Data listing section start

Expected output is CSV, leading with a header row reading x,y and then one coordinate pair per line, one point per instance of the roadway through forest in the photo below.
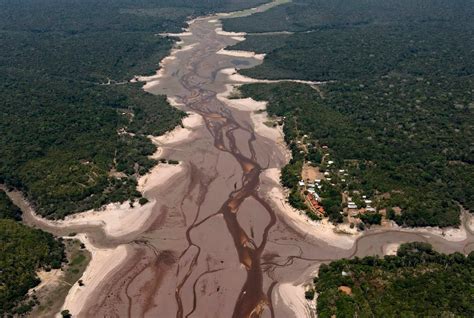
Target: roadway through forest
x,y
218,244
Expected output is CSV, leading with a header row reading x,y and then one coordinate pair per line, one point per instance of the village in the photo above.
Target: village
x,y
324,187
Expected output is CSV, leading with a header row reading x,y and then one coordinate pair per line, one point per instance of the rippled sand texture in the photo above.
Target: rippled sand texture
x,y
219,240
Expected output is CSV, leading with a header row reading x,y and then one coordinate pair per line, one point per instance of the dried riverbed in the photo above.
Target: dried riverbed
x,y
218,239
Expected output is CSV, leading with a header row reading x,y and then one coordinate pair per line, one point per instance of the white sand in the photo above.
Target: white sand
x,y
293,298
245,54
117,219
225,33
180,134
178,35
322,230
391,248
449,234
238,38
50,278
103,262
235,77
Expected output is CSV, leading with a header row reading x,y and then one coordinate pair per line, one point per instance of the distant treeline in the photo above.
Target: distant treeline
x,y
67,141
398,107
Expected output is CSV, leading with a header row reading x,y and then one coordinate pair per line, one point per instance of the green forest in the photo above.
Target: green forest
x,y
23,251
396,106
417,282
68,141
72,130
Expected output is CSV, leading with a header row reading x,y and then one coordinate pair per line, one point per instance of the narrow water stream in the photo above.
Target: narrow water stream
x,y
217,243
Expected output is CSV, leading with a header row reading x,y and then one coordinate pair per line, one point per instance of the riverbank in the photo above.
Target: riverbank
x,y
100,267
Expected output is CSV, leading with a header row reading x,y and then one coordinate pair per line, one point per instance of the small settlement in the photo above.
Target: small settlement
x,y
326,189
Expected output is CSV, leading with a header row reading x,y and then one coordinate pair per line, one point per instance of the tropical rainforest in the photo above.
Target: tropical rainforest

Data listing section end

Problem: The answer is every line in the data where the word "tropical" appears.

Result of the task:
Expected output is CSV, leading with a header row reading x,y and then one coordinate pair per line, one point per instance of the tropical rainforest in the photo above.
Target: tropical rainforest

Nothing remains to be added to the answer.